BEGIN Source document
Azure ML DataStores and Datasets

#azure #azureml

DataStores

In Azure ML, datastores are references to storage locations, such as Azure Storage blob containers. Every workspace has a default datastore - usually the Azure storage blob container that was created with the workspace.

When data is uploaded into the datastore through the following code

default_ds.upload_files(files=['data/diabetes.csv', 'data/diabetes2.csv'], # Upload the diabetes csv files in /data
                       target_path='diabetes-data/', # Put it in a folder path in the datastore
                       overwrite=True, # Replace existing files of the same name
                       show_progress=True)

we can see the files in the Azure Storage Account > Containers > Blob Stores

Datasets

While we can read data directly from datastores, Azure Machine Learning provides a further abstraction for data in the form of datasets.

A dataset is a versioned reference to a specific set of data that we may want to use in an experiment.

Datasets can be tabular or file-based.
END Source document
BEGIN Source data
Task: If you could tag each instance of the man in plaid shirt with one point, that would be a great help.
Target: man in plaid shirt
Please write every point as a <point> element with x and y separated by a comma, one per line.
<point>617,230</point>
END Source data
To-do list.
1 - From the Azure ML datastores text, give again the passage from "In Azure ML, datastores" up to and including "with the workspace.".
2 - Answer these questions from the Azure ML datastores text:
(a) What does every workspace have by default?
(b) What target path does the upload code give for the files?
(c) What two kinds of datasets are there?

Solutions by task.
1 -
In Azure ML, datastores are references to storage locations, such as Azure Storage blob containers. Every workspace has a default datastore - usually the Azure storage blob container that was created with the workspace.

2 -
(a) A default datastore, usually the Azure storage blob container that was created with the workspace.
(b) 'diabetes-data/'
(c) Tabular and file-based.